Enunciado A:
Diga se cada afirmação abaixo concorda com o texto sobre os medos da investidora. Responda sim ou não e cite as palavras do texto que decidem. (i) Quem escreve diz temer que o governo dê um calote no Tesouro Direto. (ii) O texto afirma que o Brasil já está muito próximo da situação da Argentina. (iii) Quem escreve diz ter passado horas vendo o peso perder valor.

Trecho para leitura:
- - -
Eu tenho muitos medos como investidora.
Eu tenho medo do Brasil “dar errado” e o dólar disparar, prejudicando meus investimentos em reais. Eu tenho medo do governo dar um calote no Tesouro Direto. Eu tenho medo de uma crise bancária generalizada que estoure os limites do FGC. Eu tenho medo de que o S&P esteja no meio de uma bolha e que em breve vai ter uma correção de 50%, como em 2008.
E tenho medos conflitantes com os medos acima. Eu tenho medo do Brasil “dar certo” e o dólar voltar para 3, prejudicando meus investimentos em dólar. Eu tenho medo de não aproveitar as taxas excelentes que o Tesouro Direto está oferecendo para prazos bem longos. Eu tenho medo de não investir além dos limites do FGC e aproveitar as taxas ainda melhores dos CDBs. E tenho medo de vender meus investimentos no S&P e perder o próximo rally.
A sensação é bem do tipo “se ficar o bicho pega, se correr o bicho come”.
O problema é que eu vejo muitas pessoas que acabam se tornando investidores ruins por medo. Em alguns casos, o medo pode ser tão limitante que a pessoa prefere manter seu dinheiro na poupança, mesmo sabendo que isso pode significar uma vida financeira pobre.
A diferença entre medo e paranoia
Sentir medo faz parte da natureza animal. Mas o medo toma uma dimensão diferente em nós seres humanos. A gente não tem medo apenas do meio ambiente externo. O nosso ambiente interno, composto por nossas ideias, imaginações e memórias, também se torna uma fonte de medo.
Por exemplo, nós brasileiros morremos de medo do país virar uma Argentina. O nosso ambiente externo, o país, ainda está bem distante disso. Mas nosso ambiente interno permite que a gente realmente idealize uma situação parecida com a dos argentinos.
Quem nunca ficou olhando perplexo para o gráfico da cotação dólar vs peso argentino? Eu já passei horas vendo como o peso perdeu valor em poucos anos. E fico imaginando a alegria do argentino que percebeu que o melhor a fazer era comprar dólar a 5, e o desespero do argentino que deixou para comprar dólar a 200. Em meio a minha imaginação de viver uma situação parecida, a vontade é de dolarizar todo meu patrimônio.
Mas eu estaria agindo por medo ou por paranoia?
- - -
Enunciado B:
Filtre as entradas abaixo e copie cada linha que contenha a palavra "arched".
- - -
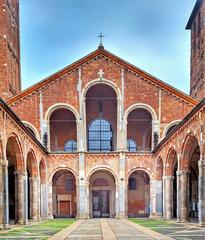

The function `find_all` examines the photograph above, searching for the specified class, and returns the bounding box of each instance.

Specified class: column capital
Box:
[177,170,190,176]
[14,170,27,176]
[198,160,205,167]
[0,159,8,167]
[162,176,174,180]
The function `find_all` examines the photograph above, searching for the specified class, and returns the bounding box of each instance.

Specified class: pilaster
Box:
[198,160,205,226]
[163,176,174,220]
[116,152,127,218]
[150,180,163,218]
[177,170,189,222]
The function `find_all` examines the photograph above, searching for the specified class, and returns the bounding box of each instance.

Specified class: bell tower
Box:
[0,0,21,100]
[186,0,205,100]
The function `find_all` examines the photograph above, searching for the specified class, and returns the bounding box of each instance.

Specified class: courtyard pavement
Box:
[49,219,205,240]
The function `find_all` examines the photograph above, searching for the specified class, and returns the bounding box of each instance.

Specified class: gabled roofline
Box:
[6,48,198,105]
[0,98,48,154]
[186,0,204,30]
[153,98,205,153]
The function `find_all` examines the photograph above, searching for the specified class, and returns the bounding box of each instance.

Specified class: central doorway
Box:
[89,170,116,218]
[92,190,110,218]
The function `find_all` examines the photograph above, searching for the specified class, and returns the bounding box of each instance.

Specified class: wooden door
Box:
[60,201,70,216]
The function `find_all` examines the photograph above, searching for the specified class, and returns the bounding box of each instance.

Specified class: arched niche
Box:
[85,84,117,152]
[52,169,77,217]
[49,108,77,152]
[127,170,150,217]
[89,170,116,218]
[127,108,152,152]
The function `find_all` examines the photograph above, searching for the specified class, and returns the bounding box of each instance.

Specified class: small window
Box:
[127,139,137,152]
[64,140,77,152]
[128,177,137,190]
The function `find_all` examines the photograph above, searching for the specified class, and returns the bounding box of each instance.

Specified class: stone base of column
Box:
[3,223,9,230]
[149,213,162,219]
[199,221,205,227]
[115,213,127,219]
[76,214,90,220]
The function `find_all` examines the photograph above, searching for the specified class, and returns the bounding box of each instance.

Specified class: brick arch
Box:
[165,147,178,176]
[155,157,163,180]
[180,133,201,170]
[82,79,121,99]
[86,165,118,185]
[124,103,157,121]
[39,159,47,182]
[126,167,151,184]
[48,167,78,183]
[6,133,25,171]
[163,120,181,138]
[22,121,41,140]
[44,103,80,122]
[26,149,38,177]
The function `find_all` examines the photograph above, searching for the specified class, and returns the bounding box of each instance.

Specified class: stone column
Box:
[77,152,89,219]
[177,170,189,222]
[115,152,126,218]
[198,160,205,226]
[30,177,40,221]
[40,181,48,219]
[0,160,9,228]
[163,176,174,220]
[150,180,163,218]
[15,171,27,224]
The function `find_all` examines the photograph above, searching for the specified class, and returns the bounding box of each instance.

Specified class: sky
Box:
[20,0,196,94]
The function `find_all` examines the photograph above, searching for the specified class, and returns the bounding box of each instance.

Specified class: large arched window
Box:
[86,84,117,152]
[88,118,112,152]
[127,108,152,151]
[64,140,77,152]
[50,108,77,152]
[127,139,137,152]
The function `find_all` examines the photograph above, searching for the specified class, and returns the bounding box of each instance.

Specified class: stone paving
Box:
[66,219,156,240]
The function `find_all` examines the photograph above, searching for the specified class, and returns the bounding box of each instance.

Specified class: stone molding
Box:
[0,159,8,167]
[177,170,191,176]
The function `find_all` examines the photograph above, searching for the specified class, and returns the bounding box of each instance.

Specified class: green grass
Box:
[0,219,75,240]
[129,218,171,232]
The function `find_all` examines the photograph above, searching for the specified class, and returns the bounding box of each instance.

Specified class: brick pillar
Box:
[77,152,89,219]
[40,181,48,219]
[47,184,53,219]
[177,170,189,222]
[0,159,9,228]
[29,177,40,221]
[163,176,174,220]
[15,171,25,224]
[150,180,162,218]
[115,152,127,218]
[198,160,205,226]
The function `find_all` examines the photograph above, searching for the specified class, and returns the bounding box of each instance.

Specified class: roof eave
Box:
[186,0,204,30]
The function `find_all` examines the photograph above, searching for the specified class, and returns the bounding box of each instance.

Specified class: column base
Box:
[3,223,9,230]
[199,221,205,227]
[76,214,90,220]
[149,213,162,219]
[115,213,127,219]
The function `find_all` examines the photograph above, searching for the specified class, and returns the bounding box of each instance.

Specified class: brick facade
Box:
[0,1,205,226]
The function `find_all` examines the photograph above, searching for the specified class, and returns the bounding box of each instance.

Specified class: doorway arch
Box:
[89,170,116,218]
[52,169,77,217]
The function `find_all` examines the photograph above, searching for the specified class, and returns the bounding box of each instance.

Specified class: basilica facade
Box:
[0,0,205,229]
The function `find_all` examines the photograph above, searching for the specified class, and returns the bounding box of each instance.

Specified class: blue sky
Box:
[20,0,196,93]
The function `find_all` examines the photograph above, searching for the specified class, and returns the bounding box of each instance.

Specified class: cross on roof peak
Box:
[98,33,105,48]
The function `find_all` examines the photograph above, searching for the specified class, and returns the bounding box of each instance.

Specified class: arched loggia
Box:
[6,135,25,224]
[127,170,150,217]
[85,84,117,152]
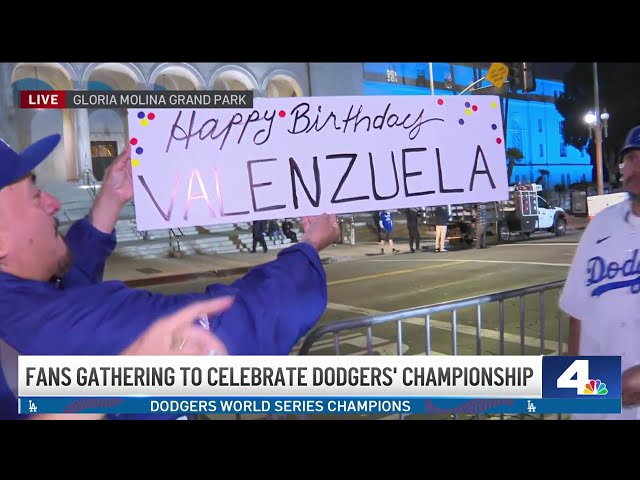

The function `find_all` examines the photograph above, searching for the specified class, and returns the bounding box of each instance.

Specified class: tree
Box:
[555,63,640,183]
[505,147,524,183]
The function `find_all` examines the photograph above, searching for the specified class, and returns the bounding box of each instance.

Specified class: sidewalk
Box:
[109,215,589,287]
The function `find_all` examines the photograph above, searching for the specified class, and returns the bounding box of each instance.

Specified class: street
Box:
[139,232,580,419]
[145,233,579,355]
[139,232,580,419]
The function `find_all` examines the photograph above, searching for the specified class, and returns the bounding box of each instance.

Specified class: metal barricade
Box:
[210,280,569,420]
[298,280,569,419]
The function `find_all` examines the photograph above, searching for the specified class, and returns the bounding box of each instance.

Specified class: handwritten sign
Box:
[129,95,508,230]
[486,63,509,88]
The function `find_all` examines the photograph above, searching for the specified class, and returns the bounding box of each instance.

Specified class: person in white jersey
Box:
[560,126,640,420]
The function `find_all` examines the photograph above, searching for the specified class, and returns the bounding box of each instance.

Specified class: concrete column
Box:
[73,108,93,179]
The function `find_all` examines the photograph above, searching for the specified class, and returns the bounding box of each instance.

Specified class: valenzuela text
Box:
[138,103,497,222]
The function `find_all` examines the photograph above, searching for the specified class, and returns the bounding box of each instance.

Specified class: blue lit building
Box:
[363,63,593,188]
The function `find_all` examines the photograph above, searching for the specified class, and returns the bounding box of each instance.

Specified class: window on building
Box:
[91,141,118,182]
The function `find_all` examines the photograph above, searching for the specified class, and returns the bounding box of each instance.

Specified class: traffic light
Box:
[507,62,522,92]
[522,63,536,93]
[507,62,536,93]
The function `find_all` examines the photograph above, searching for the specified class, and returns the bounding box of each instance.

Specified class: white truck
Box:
[587,192,629,220]
[425,183,567,245]
[489,183,567,242]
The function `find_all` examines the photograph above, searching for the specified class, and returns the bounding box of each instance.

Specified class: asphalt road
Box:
[141,234,579,355]
[140,233,580,418]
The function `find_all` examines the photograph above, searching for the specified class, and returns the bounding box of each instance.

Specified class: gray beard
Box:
[56,239,73,278]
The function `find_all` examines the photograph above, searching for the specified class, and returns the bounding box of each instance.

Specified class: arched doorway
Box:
[11,63,78,184]
[265,74,304,97]
[86,63,144,182]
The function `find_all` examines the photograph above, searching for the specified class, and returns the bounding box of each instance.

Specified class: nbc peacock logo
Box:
[582,380,609,395]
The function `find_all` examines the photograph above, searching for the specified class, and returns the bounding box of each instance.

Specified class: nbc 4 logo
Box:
[557,360,609,395]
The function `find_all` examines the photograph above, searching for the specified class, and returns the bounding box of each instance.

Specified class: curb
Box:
[123,256,342,288]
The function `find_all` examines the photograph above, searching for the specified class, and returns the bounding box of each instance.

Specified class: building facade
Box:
[0,63,592,196]
[363,63,593,188]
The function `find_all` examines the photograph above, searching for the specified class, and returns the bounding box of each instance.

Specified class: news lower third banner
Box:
[20,90,253,109]
[18,356,622,415]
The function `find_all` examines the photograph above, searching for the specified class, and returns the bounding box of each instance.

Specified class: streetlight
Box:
[584,106,609,195]
[584,62,609,195]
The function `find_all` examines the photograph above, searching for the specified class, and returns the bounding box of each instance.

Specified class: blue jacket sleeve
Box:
[0,243,327,355]
[62,217,116,288]
[212,242,327,355]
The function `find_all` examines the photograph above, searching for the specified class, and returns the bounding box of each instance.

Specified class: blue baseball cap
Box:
[0,133,60,190]
[620,125,640,156]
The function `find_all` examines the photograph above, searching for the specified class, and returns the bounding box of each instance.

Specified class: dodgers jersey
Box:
[560,201,640,420]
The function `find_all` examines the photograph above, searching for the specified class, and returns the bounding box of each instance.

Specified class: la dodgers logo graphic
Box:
[587,248,640,297]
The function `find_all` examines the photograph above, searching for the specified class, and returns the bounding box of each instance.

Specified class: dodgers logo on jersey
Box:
[587,248,640,297]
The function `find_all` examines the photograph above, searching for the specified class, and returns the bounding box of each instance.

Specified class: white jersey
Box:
[560,201,640,420]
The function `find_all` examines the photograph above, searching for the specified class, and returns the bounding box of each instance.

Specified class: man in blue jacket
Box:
[0,135,339,419]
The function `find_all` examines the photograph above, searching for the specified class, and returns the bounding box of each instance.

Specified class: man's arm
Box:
[29,297,232,420]
[12,216,339,355]
[62,147,133,288]
[559,220,597,356]
[62,217,116,288]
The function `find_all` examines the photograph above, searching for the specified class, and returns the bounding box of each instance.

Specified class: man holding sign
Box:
[0,135,339,419]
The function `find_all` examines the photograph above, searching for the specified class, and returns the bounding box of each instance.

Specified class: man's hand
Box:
[30,297,233,420]
[90,146,133,234]
[301,213,340,252]
[122,297,233,355]
[622,365,640,407]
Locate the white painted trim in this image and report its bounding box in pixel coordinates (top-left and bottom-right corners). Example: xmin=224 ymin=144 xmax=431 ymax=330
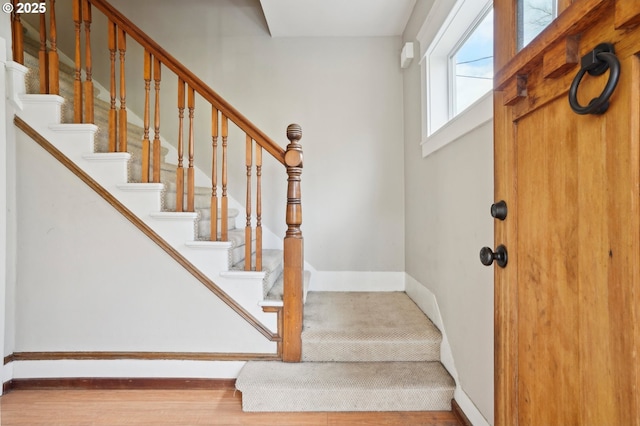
- - -
Resposta correta A:
(i) Sim: "Eu tenho medo do governo dar um calote no Tesouro Direto."
(ii) Não: "O nosso ambiente externo, o país, ainda está bem distante disso."
(iii) Sim: "Eu já passei horas vendo como o peso perdeu valor em poucos anos."

Resposta correta B:
Specified class: arched niche
Specified class: large arched window
Specified class: arched loggia
Specified class: arched doorway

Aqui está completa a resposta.